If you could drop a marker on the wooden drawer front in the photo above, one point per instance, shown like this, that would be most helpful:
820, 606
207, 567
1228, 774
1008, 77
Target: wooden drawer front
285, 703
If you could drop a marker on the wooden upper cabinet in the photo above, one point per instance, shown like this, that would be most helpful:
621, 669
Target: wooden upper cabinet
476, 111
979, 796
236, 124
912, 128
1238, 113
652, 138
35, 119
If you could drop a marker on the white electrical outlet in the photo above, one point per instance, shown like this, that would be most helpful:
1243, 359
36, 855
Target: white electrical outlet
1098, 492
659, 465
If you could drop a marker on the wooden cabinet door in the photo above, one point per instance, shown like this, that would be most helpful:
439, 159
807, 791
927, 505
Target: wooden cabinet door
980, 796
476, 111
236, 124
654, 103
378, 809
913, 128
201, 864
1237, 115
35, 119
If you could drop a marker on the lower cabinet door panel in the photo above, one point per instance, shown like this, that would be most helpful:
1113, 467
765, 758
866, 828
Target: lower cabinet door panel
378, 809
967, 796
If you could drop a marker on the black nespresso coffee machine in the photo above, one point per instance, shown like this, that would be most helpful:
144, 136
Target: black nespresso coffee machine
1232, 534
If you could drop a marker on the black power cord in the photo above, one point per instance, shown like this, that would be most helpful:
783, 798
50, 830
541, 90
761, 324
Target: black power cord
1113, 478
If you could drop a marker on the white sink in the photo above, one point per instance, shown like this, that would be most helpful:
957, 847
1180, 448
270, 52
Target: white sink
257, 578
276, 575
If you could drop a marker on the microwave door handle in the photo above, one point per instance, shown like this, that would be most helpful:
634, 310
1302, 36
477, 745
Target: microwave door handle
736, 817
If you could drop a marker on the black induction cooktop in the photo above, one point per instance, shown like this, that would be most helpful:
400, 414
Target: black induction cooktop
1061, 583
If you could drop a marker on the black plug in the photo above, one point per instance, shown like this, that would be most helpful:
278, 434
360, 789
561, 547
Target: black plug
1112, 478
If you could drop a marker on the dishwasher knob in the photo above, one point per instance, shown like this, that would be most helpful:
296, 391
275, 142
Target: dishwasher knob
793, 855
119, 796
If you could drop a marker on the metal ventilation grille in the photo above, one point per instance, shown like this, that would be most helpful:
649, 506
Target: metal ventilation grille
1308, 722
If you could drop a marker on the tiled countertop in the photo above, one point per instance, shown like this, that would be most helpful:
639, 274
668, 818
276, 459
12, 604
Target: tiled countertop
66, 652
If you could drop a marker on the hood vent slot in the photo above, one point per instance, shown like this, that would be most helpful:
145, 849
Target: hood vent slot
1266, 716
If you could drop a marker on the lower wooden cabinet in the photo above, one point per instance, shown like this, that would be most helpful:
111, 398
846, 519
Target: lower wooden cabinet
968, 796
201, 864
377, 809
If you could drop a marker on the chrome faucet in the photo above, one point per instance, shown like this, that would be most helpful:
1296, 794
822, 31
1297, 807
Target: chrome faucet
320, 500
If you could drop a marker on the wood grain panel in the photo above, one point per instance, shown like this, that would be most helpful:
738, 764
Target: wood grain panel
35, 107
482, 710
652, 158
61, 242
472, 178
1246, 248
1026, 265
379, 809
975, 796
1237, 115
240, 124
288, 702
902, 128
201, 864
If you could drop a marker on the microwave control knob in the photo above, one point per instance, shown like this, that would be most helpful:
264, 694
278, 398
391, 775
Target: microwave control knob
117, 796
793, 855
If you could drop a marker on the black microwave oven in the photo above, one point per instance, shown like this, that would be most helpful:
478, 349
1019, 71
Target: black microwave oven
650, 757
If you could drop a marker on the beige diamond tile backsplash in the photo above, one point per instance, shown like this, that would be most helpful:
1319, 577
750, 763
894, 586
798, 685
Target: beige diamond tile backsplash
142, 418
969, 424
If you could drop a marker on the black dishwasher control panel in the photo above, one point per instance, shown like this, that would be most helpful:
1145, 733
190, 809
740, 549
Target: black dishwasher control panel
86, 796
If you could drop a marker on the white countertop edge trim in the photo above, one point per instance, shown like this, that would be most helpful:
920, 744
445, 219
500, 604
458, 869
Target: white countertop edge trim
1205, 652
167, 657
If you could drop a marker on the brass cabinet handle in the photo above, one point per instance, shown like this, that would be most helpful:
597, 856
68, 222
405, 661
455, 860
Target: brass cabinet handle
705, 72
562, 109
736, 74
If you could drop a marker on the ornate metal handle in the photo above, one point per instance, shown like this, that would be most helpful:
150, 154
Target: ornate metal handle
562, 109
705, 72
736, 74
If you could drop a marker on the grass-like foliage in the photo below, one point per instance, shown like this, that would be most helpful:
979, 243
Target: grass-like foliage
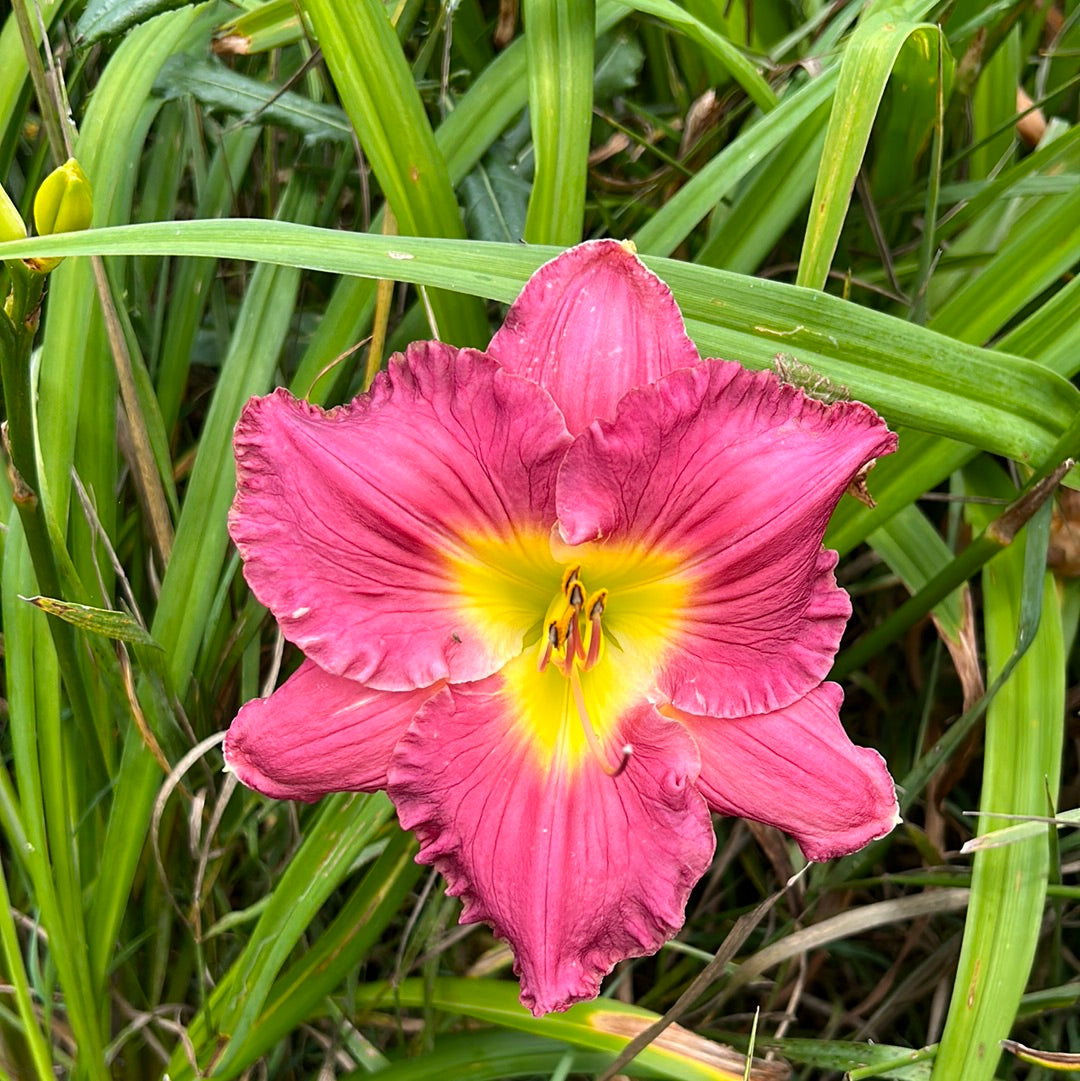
887, 195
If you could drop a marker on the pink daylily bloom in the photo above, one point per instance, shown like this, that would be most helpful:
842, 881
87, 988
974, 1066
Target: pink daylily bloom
561, 599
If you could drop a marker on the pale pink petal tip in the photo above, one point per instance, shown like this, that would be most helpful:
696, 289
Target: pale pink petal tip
576, 870
590, 325
318, 733
797, 770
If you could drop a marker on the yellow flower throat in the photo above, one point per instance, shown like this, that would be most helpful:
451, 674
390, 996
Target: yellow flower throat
573, 639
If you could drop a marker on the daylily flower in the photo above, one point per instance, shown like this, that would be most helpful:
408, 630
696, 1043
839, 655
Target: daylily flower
560, 599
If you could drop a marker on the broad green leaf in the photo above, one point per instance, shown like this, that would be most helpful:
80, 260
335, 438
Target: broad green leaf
602, 1025
254, 101
381, 98
1005, 404
1022, 764
560, 45
344, 826
741, 69
865, 69
102, 18
270, 25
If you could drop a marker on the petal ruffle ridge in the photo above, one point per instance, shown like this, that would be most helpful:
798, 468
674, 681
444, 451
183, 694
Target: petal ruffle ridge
797, 770
590, 325
576, 870
731, 475
317, 734
349, 521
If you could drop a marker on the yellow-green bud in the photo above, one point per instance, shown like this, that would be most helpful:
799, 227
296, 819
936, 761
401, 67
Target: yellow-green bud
12, 226
64, 203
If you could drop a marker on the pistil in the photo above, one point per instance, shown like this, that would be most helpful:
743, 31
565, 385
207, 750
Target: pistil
573, 638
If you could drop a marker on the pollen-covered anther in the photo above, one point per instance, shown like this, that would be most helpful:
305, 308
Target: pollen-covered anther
594, 634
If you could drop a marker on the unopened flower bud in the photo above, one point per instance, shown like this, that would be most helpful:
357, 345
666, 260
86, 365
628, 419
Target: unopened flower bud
12, 226
64, 203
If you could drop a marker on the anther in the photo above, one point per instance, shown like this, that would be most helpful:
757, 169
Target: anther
551, 643
595, 637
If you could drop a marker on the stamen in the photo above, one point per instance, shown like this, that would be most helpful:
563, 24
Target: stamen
550, 642
595, 610
590, 736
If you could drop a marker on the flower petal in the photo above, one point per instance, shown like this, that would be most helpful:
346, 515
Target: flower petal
591, 324
732, 475
796, 769
575, 869
319, 733
354, 523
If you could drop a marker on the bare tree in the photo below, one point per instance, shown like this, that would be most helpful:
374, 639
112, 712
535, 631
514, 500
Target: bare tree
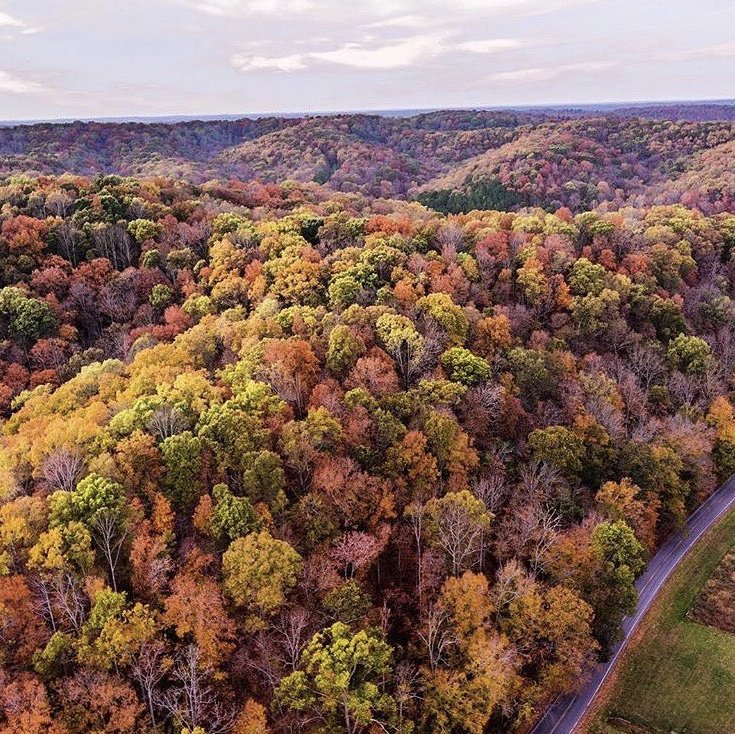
437, 636
648, 366
356, 549
113, 242
67, 241
62, 468
192, 701
109, 533
167, 422
67, 600
493, 490
147, 671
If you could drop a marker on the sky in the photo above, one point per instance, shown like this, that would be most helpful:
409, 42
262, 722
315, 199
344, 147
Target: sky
110, 58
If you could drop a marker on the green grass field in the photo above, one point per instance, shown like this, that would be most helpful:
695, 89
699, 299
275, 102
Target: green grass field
678, 675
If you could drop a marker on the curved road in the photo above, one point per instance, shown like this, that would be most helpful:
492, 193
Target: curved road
566, 713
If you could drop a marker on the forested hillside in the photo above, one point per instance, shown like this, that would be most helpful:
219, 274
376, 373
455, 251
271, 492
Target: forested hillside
453, 160
287, 457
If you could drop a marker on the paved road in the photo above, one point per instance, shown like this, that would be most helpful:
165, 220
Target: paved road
566, 713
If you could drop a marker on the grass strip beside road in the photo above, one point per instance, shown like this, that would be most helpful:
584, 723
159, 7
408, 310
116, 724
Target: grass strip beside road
676, 675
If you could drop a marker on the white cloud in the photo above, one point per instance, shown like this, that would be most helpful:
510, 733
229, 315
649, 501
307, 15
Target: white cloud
235, 8
546, 73
491, 45
14, 84
402, 53
405, 52
716, 51
8, 21
292, 62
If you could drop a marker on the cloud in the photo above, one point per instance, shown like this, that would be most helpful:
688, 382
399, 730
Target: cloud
547, 73
14, 84
292, 62
402, 53
491, 45
8, 21
715, 51
231, 8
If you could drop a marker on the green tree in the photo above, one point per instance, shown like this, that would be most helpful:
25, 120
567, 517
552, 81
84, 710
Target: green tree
447, 314
558, 446
402, 341
182, 456
258, 572
586, 278
689, 354
233, 516
464, 366
144, 229
161, 296
345, 348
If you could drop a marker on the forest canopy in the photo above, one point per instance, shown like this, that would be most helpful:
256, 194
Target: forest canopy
280, 458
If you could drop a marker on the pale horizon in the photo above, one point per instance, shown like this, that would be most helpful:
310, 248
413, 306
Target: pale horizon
186, 58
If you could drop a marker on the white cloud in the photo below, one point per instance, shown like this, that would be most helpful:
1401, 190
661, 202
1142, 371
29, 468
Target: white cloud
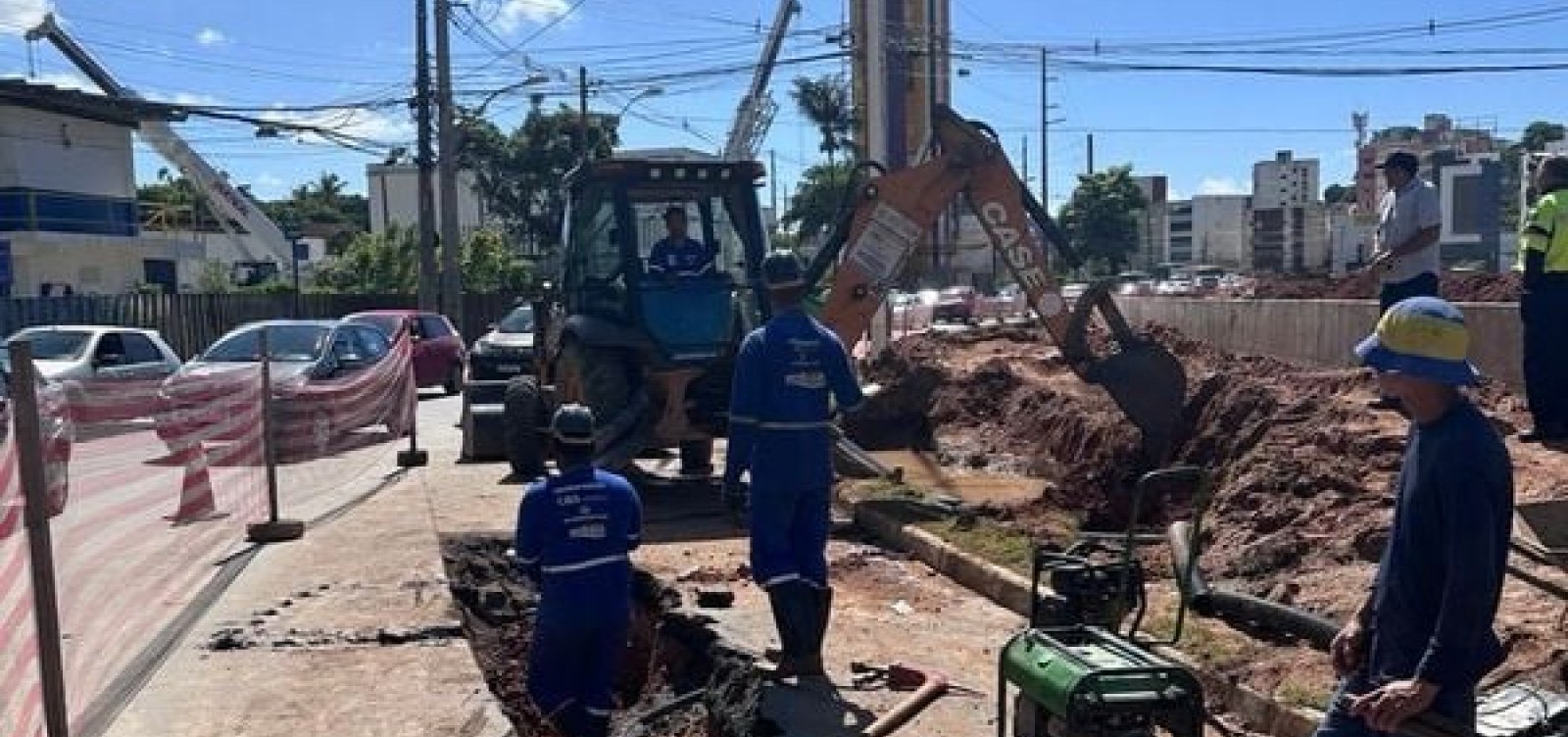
353, 123
1220, 185
18, 16
269, 185
533, 12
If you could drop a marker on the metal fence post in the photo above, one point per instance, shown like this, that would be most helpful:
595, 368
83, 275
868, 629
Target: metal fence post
35, 490
273, 530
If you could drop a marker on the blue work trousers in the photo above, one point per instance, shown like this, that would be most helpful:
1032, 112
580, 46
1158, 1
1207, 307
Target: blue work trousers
1457, 705
572, 665
789, 533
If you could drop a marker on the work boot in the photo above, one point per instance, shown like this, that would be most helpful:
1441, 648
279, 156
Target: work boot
786, 616
796, 614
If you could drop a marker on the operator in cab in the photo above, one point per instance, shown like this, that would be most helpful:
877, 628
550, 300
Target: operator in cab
678, 256
574, 537
788, 375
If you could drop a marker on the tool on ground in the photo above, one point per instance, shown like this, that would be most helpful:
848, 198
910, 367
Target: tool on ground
1073, 671
896, 678
932, 687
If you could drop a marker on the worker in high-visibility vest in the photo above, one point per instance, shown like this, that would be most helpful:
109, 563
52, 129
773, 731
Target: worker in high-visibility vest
1544, 306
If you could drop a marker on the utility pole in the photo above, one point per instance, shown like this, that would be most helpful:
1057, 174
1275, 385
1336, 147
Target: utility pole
451, 229
1045, 129
425, 159
1026, 162
773, 185
582, 112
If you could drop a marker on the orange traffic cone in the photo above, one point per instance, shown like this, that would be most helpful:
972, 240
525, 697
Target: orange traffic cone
196, 499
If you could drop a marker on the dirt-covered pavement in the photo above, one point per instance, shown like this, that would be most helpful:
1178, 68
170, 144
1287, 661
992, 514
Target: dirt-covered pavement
1303, 475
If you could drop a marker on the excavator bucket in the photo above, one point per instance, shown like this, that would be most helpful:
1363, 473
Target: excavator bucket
1142, 376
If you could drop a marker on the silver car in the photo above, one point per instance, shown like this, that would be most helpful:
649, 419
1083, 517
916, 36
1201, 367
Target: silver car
96, 353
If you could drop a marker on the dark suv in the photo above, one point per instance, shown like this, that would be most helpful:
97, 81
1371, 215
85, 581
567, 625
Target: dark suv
499, 355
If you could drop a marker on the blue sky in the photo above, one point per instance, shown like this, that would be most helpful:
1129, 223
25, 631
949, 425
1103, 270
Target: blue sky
1203, 130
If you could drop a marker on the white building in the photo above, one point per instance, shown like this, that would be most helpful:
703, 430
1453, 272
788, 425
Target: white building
68, 198
394, 198
1285, 182
1220, 231
1290, 223
1154, 221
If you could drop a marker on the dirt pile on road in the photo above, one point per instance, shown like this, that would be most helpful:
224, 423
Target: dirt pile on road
1460, 287
1301, 469
676, 678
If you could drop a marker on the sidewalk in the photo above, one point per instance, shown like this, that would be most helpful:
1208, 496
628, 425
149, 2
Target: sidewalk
345, 632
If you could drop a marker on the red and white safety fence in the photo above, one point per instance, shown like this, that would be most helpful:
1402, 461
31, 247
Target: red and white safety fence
161, 457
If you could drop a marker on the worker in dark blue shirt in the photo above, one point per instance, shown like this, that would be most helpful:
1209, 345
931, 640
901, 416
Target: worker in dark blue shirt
780, 430
1423, 639
574, 533
676, 255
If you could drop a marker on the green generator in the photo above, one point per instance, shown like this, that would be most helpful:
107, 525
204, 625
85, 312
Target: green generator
1084, 681
1073, 673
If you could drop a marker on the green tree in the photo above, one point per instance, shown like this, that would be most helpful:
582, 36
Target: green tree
388, 264
519, 174
1102, 219
825, 101
325, 208
819, 195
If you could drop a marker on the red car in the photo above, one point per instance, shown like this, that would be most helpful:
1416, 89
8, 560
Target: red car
438, 347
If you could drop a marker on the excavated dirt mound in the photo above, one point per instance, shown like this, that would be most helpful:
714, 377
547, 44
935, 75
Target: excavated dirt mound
1468, 287
678, 679
1301, 469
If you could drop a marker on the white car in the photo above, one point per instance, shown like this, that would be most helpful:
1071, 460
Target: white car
96, 352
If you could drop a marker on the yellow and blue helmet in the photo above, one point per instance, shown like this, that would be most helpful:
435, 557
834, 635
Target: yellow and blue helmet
1423, 337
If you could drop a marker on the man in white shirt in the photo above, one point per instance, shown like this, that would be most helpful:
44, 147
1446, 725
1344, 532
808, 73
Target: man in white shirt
1407, 258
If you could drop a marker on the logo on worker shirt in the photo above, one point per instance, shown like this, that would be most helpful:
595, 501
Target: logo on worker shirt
807, 368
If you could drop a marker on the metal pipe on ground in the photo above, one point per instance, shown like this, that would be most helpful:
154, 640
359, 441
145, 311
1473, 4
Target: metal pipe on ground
1241, 609
933, 687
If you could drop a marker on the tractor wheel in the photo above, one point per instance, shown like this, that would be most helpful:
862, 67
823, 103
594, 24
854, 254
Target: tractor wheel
595, 376
522, 418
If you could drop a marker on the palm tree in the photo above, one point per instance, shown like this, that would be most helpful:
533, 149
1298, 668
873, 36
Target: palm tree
825, 102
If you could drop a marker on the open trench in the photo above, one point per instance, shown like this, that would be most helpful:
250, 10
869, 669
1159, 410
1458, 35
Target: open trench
678, 678
1300, 470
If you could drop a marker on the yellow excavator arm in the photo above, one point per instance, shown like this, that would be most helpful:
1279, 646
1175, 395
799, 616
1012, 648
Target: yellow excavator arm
894, 214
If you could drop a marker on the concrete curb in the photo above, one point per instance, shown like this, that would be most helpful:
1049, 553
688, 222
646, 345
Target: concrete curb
1010, 590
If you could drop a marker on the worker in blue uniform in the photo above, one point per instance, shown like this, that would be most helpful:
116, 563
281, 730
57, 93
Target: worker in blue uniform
780, 430
678, 256
574, 535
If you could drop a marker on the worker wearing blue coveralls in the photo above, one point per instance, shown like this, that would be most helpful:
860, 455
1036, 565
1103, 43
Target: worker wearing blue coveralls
676, 255
780, 431
574, 532
1423, 640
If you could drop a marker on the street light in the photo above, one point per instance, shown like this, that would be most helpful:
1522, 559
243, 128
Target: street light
653, 91
530, 80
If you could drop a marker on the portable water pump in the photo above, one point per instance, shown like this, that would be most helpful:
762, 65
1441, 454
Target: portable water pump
1074, 673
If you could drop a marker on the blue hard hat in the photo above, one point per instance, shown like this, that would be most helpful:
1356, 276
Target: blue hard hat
572, 423
783, 270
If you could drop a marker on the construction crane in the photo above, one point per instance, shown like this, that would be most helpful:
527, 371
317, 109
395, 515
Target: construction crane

....................

Given request
Everything from the line containing "If you could drop a marker on the worker in blue" to the end of the records must be written out exactly; include both of those lines and no others.

Answer to the problem
If you could drop a marker on the worker in blue uniform in the photo above, one point per instance, shown like this, that would be most helpful:
116, 563
281, 730
57, 93
Target: worker in blue uniform
780, 430
678, 256
574, 535
If you could drop a marker on the worker wearing blue coveralls in the photo above, one point per instance, shown like this, that would be most helpful:
860, 455
1036, 565
1103, 43
Target: worker wearing blue coveralls
676, 255
780, 431
574, 532
1423, 640
If you could drop a marker on the street light in the photo above, one point per instance, shown like this, that would be most helpful:
1522, 559
243, 128
Target: street light
653, 91
530, 80
If you could drop a marker on the portable water pump in the photo above, one point per instance, shown like this, that would be most helpful:
762, 65
1441, 454
Target: portable water pump
1074, 673
If you could drop a marker on the blue hard hat in the photo above, one point per instance, shown like this, that would be most helpful:
1356, 276
Target: blue hard hat
572, 423
783, 270
If you could drop a marker on the construction crane in the photo above, one point per instance, shown like this, that would be most helpful:
527, 371
317, 109
395, 515
Target: construction crane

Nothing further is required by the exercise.